:: TEXT EXTRACT

LocateAnything: Fast and High-Quality Vision-Language Grounding with Parallel Box Decoding

LocateAnything accelerates VLM visual grounding by decoding bounding boxes as atomic parallel units instead of serial token streams.

How can we make vision-language models perform visual grounding and detection faster and more accurately by treating bounding boxes as atomic units rather than serial token streams?

Vision-language models typically generate bounding boxes as a sequence of individual coordinate tokens, creating a serial bottleneck that slows down inference and ignores the coupled nature of 2D geometry. LocateAnything introduces Parallel Box Decoding (PBD), which treats each bounding box as an atomic unit and predicts all four coordinates in a single parallel step. This approach achieves up to 2.5× higher decoding throughput than existing methods while simultaneously improving localization accuracy across diverse benchmarks.

Paper Primer

Standard next-token prediction forces models to serialize 2D boxes into 1D streams, which is both slow and structurally mismatched to the task. LocateAnything replaces this with a block-based formulation where the model predicts the full coordinate set for a box simultaneously, preserving geometric coherence.

To handle complex scenes where parallel decoding might falter, the authors implement a Hybrid Mode. The model defaults to parallel generation but monitors for format violations or spatial ambiguity, falling back to standard autoregressive decoding only for problematic blocks.

LocateAnything significantly advances the speed-accuracy frontier for visual grounding.

Evaluations on LVIS and COCO benchmarks show consistent gains in F1-score at high IoU thresholds compared to state-of-the-art VLM-based detectors. Achieves up to 2.5× higher decoding throughput than quantized-based models and 10× higher than standard textual-based VLMs.

The model maintains high precision in dense, cluttered environments.

Performance on dense detection benchmarks like VisDrone and Dense200. Outperforms the related Rex-Omni model by 4.1 points on VisDrone mean F1.

Why is this approach better than simply using existing multi-token prediction methods?

Existing methods treat token streams as generic sequences, leading to arbitrary chunking that ignores the structure of bounding boxes. LocateAnything aligns its prediction blocks specifically with the atomic units of a bounding box, preventing the model from learning unreliable cross-boundary patterns.

What is the primary trade-off when using the different inference modes?

Fast Mode maximizes throughput for compute-constrained settings but may struggle with spatial ambiguity in dense scenes. Hybrid Mode mitigates this by dynamically switching to autoregressive decoding for unreliable blocks, preserving most speed gains while ensuring robust, high-precision output.

Researchers and engineers can now treat visual grounding as a high-throughput parallel task without sacrificing the structural precision required for dense or complex object detection.

::::
:: INFORMATION SHOWN

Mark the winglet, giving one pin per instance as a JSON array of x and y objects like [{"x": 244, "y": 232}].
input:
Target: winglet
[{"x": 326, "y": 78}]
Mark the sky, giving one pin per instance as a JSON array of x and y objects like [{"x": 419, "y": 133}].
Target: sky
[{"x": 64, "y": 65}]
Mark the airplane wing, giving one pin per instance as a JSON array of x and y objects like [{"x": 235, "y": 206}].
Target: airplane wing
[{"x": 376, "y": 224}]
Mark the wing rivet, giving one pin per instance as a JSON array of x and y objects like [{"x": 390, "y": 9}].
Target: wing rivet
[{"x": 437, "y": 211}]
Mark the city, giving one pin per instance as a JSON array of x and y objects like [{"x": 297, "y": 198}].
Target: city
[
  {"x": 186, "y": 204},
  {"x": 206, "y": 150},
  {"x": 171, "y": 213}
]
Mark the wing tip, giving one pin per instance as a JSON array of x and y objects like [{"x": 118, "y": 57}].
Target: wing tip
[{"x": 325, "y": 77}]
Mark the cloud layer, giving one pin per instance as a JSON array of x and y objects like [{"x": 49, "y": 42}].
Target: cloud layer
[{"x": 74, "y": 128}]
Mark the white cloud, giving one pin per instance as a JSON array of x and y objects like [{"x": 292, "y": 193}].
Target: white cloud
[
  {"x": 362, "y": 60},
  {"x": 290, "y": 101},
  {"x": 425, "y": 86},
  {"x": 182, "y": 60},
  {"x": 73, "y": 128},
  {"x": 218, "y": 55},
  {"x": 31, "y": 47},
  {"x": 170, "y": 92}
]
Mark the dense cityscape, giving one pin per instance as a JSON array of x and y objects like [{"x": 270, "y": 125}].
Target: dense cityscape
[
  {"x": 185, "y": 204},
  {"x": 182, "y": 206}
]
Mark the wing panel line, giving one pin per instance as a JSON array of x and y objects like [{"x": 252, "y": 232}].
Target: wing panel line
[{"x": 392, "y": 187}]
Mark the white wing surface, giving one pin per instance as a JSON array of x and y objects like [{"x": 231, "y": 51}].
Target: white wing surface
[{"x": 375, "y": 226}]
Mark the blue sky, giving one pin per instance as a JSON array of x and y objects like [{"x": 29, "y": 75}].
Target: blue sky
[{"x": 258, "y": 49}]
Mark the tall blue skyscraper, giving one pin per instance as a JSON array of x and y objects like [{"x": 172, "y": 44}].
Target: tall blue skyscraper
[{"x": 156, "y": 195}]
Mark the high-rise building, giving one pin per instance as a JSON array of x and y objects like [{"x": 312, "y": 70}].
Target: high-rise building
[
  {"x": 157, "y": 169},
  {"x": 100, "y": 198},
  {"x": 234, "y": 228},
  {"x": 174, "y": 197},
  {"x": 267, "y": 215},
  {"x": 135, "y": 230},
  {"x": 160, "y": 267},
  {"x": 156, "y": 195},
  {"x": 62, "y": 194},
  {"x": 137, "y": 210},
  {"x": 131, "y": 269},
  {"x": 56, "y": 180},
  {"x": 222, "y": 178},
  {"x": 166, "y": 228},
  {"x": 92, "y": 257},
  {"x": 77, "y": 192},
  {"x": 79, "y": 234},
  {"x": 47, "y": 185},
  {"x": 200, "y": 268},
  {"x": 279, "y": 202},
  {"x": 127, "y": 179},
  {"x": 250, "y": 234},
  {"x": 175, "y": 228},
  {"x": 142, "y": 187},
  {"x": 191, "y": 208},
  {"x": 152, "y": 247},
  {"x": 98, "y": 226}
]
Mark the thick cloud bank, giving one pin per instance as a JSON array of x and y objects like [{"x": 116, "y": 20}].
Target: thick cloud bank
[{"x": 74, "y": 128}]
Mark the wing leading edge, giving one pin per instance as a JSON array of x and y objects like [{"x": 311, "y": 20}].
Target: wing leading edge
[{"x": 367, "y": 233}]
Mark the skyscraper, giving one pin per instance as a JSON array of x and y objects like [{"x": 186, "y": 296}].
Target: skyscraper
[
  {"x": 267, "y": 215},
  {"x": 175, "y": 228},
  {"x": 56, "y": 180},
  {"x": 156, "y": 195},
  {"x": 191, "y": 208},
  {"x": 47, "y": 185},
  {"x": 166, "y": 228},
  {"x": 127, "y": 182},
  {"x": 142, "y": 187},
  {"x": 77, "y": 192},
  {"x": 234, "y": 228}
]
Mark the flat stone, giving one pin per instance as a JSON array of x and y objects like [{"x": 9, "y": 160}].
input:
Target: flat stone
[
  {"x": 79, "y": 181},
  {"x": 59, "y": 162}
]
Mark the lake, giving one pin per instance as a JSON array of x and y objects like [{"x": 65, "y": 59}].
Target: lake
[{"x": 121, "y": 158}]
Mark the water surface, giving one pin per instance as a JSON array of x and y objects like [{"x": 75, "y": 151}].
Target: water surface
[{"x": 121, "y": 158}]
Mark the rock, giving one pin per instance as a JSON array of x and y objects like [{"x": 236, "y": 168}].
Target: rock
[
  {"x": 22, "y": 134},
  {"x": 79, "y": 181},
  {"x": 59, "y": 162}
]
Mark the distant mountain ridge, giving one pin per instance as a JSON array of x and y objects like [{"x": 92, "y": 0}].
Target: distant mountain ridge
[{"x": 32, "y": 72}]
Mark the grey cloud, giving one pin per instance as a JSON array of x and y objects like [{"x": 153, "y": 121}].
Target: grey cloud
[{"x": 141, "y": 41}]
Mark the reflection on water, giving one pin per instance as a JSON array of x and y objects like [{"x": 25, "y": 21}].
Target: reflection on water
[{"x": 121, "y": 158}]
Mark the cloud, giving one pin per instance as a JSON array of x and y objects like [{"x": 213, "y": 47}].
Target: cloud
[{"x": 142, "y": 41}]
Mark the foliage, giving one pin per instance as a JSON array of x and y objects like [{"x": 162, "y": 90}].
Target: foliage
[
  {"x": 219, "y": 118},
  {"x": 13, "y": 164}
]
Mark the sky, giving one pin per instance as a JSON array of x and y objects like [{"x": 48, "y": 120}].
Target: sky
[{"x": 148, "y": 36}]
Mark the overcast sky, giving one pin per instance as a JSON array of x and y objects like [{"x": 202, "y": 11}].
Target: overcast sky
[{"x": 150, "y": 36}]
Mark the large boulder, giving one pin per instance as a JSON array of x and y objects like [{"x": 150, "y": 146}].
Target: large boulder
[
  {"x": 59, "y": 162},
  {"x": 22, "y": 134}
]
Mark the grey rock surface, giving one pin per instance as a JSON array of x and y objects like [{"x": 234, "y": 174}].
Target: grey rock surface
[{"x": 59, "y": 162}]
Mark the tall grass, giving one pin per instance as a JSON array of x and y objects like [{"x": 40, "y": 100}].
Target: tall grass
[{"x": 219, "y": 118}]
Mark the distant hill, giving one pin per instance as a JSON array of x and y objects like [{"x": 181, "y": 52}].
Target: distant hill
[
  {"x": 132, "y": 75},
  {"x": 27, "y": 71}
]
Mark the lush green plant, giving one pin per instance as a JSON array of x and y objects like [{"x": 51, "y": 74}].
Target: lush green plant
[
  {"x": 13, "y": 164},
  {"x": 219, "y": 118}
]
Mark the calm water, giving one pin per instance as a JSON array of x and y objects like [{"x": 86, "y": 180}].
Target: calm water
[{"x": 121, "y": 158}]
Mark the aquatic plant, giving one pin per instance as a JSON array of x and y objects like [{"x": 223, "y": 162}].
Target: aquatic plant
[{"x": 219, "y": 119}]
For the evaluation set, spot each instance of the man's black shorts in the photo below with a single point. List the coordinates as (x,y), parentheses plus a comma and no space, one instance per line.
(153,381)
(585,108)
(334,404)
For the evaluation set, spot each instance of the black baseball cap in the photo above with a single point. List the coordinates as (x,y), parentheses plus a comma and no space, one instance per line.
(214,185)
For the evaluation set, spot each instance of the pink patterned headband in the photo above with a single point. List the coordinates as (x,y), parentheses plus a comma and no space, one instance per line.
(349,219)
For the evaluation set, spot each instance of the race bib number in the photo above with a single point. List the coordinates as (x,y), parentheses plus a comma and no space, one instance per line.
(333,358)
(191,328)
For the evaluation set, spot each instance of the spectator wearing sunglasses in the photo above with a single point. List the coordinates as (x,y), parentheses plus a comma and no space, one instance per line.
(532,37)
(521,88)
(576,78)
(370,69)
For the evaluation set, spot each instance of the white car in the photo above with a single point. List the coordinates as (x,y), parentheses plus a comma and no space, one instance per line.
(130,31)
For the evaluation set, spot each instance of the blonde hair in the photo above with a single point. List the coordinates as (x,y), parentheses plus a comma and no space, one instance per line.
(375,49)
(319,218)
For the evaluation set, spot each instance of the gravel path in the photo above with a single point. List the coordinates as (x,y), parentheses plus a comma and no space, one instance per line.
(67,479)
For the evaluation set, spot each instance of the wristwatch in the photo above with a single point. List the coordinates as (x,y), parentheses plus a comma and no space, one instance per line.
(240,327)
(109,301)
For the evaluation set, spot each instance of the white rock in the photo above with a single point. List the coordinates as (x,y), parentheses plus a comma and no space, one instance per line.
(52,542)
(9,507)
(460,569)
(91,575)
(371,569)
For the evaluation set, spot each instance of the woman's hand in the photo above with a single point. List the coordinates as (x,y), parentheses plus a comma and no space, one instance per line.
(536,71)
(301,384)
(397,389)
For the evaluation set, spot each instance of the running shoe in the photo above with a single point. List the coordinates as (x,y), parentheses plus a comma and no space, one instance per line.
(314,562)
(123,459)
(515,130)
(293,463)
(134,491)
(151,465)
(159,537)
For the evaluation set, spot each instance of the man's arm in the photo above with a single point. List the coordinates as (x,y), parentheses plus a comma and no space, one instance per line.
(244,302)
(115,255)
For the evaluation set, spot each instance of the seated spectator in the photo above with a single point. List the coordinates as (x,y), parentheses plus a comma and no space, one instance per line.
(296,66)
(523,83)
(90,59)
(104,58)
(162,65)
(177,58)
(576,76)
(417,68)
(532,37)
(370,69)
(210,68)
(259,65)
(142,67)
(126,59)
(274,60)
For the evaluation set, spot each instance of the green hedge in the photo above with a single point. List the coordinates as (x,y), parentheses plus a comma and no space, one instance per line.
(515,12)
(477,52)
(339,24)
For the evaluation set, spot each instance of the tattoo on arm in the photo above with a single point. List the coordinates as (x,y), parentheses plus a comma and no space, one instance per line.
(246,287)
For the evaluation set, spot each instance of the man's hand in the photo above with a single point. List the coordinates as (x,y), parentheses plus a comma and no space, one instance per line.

::::

> [SET OF TASKS]:
1) Reproduce the stretch of the LocateAnything text from "Performance on dense" through "multi-token prediction methods?".
2) Write the next part of the text on LocateAnything's parallel box decoding, picking up after its final sentence.

> [ANSWERS FOR THE EXERCISE]:
1)
Performance on dense detection benchmarks like VisDrone and Dense200. Outperforms the related Rex-Omni model by 4.1 points on VisDrone mean F1.

Why is this approach better than simply using existing multi-token prediction methods?

2)
Motivation and Problem Framing

We expose the bottleneck of serial coordinate tokenization and motivate Parallel Box Decoding as a solution.

Vision‑language models (VLMs) treat visual grounding as a generative task: they emit the coordinates of each target box as a sequence of tokens. Under the standard Next Token Prediction (NTP) paradigm, a model predicts one token at a time, so a 2‑D box is broken into a series of 1‑D coordinate tokens. This “coordinate‑token generation” couples a spatial object with a linear stream, but it forces strictly sequential decoding, which creates a latency bottleneck and ignores the inherent geometric coherence of a box.

Textual Digits emit each decimal digit separately: 4 coordinates × 4 digits = 16 tokens, plus delimiters → 21 tokens total.

Quantized Tokens treat each coordinate as a single quantized token, yielding 4 tokens (one per $x_1, y_1, x_2, y_2$).

Parallel Box Decoding would emit the entire box as a single atomic block, requiring only 1 token.

Serial tokenization inflates the decoding length dramatically, turning a simple box into a long autoregressive chain that dominates inference time.

**Figure 1.** Versatile tasks of LocateAnything with parallel box decoding. Top: LocateAnything supports diverse localization tasks under a unified vision-language model. Bottom: Textual digit decoding spells coordinates digit by digit, and quantized coordinate decoding predicts coordinate tokens sequentially. In contrast, Parallel Box Decoding predicts each geometric unit (e.g., a bounding box) in a single forward pass.

Our contributions are threefold: (1) we introduce LocateAnything, a unified framework that applies Multi‑Token Prediction to VLM‑based detection by treating each box as an atomic unit (Parallel Box Decoding); (2) we design a hybrid decoding policy that falls back to NTP only when the parallel output is unreliable; (3) we assemble LocateAnything‑Data, a 138‑million‑sample dataset that fuels high‑precision localization across many benchmarks.

The serial coordinate‑token approach is a fundamental inefficiency that Parallel Box Decoding eliminates.

Parallel Box Decoding Mechanism

LocateAnything replaces sequential coordinate tokens with atomic box blocks for fast, consistent visual grounding.

Instead of sending each coordinate token one after another, the model parcels the whole box as a fixed‑size block—like mailing a complete parcel rather than listing every item separately.

Tokenize each coordinate into a discrete token (e.g., 100 → “t100”).

Insert the opening structural token <box> at the start of the block.

Place the four coordinate tokens in order.

Add the closing structural token </box> as the sixth position.

If the model processes a batch of three objects, each block is padded with <null> tokens where an object is missing, preserving the 6‑slot shape.

This toy example shows how a fixed‑size block lets the model predict all six tokens in one parallel step, eliminating the need for a token‑by‑token chain.

How does Parallel Box Decoding differ from the standard Next Token Prediction of coordinates?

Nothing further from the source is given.